### WRITTEN EXERCISE
Resume the forum thread about hedge and other dense woods, picking up right after its final line.

### PASSAGE TO READ
Thanks for the pictures Tree Bot  

Now thats some excitement in that tree!


----------



## Wood Doctor (Sep 9, 2008)

And desert ironwood is a domestic tree? Interesting that hedge is rated below the density of hickory in this table. I have a 2' length of 4 x 4 Lignum Vitae in my wood shop and I am trying to figure out what to do with it. Lignum is so dense that you would swear it was metal instead of wood.

Here is another one that is rather dense and never makes the tables: Chokecherry. I don't think that's the same as Hollyleaf cherry as shown in your table, but the density would be about the same.

p.s. TIA means "Thanks In Advance"


----------



## ShoerFast (Sep 9, 2008)

Wood Doctor said:


> And desert ironwood is a domestic tree? Interesting that hedge is rated below the density of hickory in this table. I have a 2' length of 4 x 4 Lignum Vitae in my wood shop and I am trying to figure out what to do with it. Lignum is so dense that you would swear it was metal instead of wood.
> 
> Here is another one that is rather dense and never makes the tables: Chokecherry. I don't think that's the same as Hollyleaf cherry as shown in your table, but the density would be about the same.
> 
> p.s. TIA means "Thanks In Advance"



Thanks!

Desert Ironwood comes from the Senora Desert, (and Mexico) I have one firewood sized block that is estimated at about 1500 years old!


----------



## aquan8tor (Sep 10, 2008)

This is a truly massive osage, probably 6 feet diameter at the base. It looks bigger in the pic, but is covered by Virginia Creeper vines. I'm guessing from the age of the plantation house behind it and the location of it in the yard that it was meant to be where it is, so it's probably been there since well before the Civil War.


----------



## btlook1 (Sep 10, 2008)

coog said:


> Most of the serious woodburners I've met here in Kansas will pass on every other species in order to cut and burn hedge.I don't know that you should burn it in an open fireplace, but it will be great in your outdoor boiler.Just keep in mind that a little goes a long ways, and it's not a good idea to over-fire any woodburner.Watch out for the thorns!



Coog is right. Here in Southeast Kansas I burn almost all hedge all winter. It's not the best cutting wood but it's the best burning there is once it's seasoned. I do mix in some hackberry or mulberry sometimes but not when its cold and the wind is blowing. IMO hedge is better than seasoned Oak firewood!


----------



## KsWoodsMan (Sep 10, 2008)

### DATASET

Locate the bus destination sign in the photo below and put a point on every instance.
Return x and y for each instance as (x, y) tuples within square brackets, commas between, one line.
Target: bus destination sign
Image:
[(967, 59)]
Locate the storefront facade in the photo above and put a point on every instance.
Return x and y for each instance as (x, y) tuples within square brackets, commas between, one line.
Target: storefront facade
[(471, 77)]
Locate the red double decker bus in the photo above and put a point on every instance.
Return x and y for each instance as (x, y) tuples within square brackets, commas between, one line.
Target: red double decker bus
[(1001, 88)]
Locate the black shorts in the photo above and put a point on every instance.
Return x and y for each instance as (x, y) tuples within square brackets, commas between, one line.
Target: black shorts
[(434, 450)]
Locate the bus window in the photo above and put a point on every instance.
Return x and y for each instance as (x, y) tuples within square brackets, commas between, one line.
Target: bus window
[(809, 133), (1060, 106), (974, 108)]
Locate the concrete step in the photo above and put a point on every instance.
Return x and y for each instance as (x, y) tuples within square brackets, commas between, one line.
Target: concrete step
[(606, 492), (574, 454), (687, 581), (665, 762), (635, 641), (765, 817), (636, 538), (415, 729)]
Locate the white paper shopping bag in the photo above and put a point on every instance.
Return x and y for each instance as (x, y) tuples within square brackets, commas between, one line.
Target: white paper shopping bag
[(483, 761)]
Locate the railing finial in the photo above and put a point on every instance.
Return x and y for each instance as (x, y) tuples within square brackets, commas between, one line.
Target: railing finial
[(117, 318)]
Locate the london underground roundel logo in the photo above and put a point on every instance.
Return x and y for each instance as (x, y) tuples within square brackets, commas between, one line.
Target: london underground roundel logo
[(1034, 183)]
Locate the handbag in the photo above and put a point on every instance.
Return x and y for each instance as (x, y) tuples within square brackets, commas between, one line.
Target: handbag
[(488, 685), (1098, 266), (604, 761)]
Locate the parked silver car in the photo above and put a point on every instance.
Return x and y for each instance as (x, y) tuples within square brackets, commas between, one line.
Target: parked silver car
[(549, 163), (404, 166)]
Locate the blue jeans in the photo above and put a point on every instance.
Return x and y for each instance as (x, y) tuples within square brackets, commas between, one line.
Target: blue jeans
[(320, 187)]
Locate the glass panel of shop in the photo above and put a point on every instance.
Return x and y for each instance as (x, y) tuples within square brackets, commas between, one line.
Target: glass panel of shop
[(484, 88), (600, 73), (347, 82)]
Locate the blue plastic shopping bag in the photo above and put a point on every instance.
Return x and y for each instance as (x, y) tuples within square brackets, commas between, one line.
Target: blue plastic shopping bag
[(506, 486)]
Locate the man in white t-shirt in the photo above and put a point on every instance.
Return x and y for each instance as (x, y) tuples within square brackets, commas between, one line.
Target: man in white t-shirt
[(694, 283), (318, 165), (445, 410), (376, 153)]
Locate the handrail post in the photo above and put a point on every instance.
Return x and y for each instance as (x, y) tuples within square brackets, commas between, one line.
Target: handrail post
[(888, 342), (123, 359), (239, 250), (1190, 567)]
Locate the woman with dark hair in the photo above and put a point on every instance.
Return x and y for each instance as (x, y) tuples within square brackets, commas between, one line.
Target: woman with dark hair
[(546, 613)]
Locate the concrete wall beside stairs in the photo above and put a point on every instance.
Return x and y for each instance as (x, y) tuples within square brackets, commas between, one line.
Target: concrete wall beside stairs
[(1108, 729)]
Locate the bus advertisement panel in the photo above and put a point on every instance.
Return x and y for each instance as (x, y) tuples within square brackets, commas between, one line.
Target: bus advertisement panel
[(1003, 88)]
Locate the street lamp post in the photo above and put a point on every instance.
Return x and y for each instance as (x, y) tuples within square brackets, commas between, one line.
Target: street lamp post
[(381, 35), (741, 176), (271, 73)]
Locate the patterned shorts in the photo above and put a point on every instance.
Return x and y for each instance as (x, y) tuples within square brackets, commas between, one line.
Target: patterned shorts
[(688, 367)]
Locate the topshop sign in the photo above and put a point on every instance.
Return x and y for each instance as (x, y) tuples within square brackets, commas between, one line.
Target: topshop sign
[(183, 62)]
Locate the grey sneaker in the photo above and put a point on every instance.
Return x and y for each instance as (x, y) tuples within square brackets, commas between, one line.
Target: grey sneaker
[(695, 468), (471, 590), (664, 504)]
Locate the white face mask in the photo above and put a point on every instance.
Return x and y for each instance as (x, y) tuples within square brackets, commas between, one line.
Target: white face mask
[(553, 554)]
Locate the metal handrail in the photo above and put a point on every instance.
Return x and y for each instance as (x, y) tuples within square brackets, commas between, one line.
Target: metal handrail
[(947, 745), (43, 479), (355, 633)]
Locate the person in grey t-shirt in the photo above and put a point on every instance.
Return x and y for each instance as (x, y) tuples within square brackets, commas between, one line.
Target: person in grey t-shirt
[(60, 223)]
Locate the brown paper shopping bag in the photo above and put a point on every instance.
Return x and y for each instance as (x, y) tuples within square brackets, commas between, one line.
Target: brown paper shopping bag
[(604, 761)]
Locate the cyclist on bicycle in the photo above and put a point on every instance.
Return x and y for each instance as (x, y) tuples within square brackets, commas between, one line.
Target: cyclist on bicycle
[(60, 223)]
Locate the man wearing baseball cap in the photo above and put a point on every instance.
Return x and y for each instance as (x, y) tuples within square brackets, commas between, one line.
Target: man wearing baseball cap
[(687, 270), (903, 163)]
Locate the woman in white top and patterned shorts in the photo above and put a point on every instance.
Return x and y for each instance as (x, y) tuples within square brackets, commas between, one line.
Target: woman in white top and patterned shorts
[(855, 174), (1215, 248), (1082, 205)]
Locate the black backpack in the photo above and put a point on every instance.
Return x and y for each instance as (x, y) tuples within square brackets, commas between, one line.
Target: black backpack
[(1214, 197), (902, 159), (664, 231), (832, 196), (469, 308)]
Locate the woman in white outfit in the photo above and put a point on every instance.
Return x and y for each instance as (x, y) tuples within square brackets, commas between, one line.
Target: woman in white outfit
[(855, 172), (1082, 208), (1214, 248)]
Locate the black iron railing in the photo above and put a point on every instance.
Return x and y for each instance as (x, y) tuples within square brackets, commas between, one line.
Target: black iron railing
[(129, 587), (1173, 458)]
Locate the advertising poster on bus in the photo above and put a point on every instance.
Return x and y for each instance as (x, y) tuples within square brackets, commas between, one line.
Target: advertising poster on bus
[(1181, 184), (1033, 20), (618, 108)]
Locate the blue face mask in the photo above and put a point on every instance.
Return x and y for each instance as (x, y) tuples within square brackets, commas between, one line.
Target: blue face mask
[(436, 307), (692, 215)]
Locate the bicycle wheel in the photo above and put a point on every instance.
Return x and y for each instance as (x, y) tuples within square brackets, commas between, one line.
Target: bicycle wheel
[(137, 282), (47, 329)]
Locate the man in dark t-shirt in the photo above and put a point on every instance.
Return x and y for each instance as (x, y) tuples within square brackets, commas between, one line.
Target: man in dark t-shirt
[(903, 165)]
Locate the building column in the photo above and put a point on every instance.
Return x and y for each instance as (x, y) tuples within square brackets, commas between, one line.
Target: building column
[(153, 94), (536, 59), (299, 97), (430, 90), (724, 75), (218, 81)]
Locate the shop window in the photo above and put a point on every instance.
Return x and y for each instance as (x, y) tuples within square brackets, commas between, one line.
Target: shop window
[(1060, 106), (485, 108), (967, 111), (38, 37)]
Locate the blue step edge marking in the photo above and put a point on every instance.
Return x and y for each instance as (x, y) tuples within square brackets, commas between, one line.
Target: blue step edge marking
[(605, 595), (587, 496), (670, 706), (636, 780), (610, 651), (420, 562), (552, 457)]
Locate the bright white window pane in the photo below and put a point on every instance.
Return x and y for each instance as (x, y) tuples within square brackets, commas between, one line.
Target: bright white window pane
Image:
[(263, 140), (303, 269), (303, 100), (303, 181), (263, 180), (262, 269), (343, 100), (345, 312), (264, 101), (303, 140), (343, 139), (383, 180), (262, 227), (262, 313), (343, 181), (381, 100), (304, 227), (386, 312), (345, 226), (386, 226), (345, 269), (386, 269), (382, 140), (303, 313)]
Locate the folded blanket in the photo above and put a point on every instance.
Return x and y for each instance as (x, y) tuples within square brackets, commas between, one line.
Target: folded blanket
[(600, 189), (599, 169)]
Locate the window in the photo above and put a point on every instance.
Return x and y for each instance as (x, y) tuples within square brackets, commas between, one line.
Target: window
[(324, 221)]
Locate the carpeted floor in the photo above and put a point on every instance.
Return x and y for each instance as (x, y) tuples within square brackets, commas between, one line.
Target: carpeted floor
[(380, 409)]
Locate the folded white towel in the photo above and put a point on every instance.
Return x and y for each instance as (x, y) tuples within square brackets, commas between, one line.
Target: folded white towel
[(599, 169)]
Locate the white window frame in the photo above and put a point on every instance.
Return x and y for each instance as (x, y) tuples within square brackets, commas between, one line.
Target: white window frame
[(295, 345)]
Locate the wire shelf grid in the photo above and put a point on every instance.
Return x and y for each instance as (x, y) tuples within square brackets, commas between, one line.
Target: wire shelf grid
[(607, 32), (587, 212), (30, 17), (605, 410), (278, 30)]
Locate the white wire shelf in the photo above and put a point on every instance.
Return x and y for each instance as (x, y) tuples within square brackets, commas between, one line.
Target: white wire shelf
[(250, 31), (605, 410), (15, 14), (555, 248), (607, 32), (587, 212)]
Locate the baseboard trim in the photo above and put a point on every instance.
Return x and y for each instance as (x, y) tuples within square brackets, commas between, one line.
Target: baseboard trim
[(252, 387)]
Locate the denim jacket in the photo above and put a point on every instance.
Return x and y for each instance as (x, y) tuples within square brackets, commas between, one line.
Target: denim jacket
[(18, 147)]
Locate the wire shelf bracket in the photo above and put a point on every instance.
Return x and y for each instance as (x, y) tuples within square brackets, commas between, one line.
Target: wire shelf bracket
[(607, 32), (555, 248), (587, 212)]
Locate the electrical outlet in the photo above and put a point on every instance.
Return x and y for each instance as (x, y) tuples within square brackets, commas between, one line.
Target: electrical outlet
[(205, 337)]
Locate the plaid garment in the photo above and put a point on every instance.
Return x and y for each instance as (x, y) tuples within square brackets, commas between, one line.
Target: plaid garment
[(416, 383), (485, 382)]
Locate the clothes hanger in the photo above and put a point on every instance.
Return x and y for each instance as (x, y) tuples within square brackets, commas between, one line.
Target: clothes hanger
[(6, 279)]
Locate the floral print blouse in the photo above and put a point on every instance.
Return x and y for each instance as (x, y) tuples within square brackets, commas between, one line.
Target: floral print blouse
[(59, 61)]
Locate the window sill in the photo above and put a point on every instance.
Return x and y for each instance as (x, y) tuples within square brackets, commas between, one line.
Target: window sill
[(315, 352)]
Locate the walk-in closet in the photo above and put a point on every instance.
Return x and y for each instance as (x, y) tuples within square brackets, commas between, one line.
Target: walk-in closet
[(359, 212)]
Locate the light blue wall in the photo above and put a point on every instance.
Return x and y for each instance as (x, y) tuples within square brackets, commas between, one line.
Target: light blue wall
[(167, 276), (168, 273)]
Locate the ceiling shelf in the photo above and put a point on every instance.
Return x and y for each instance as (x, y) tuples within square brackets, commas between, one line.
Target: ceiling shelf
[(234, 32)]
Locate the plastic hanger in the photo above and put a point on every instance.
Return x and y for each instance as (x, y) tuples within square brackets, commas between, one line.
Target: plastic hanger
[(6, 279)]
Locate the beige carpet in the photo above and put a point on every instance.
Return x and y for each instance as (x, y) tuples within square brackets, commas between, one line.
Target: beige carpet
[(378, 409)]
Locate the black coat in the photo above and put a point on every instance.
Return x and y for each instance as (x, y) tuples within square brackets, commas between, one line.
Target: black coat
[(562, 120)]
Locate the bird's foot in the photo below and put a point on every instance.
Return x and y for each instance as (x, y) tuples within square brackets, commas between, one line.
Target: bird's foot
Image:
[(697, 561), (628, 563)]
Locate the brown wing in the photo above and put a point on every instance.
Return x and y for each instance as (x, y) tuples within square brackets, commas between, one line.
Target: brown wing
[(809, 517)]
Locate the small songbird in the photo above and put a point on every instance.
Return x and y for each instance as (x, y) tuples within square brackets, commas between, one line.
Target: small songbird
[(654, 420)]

### EXERCISE RESPONSE
Wood Doctor said:


> And desert ironwood is a domestic tree? Interesting that hedge is rated below the density of hickory in this table. I have a 2' length of 4 x 4 Lignum Vitae in my wood shop and I am trying to figure out what to do with it. Lignum is so dense that you would swear it was metal instead of wood.
> 
> Here is another one that is rather dense and never makes the tables: Chokecherry. I don't think that's the same as Hollyleaf cherry as shown in your table, but the density would be about the same.
> 
> p.s. TIA means "Thanks In Advance"



I'm not quite sure of the accuracy they provided for Hedge either. If the charts for BTU's and weights per cord of Hedge are accurate at 4,728 pounds and 32.9 MBTU per cord then it should have a specific density of 0.95. Cured Hedge blocks will ring like metal when struck. A specific density of 0.77 seems more like Red Mullberry, whick is higher in BTU's than Red Oak but less than Pecan/Hickory, White Oak, Black Locust and Persimmon.

As mentioned it is hard to tell the difference between Hedge and Mulberry to just look at the wood. The bark gives it away easily.


----------



## Wood Doctor (Sep 10, 2008)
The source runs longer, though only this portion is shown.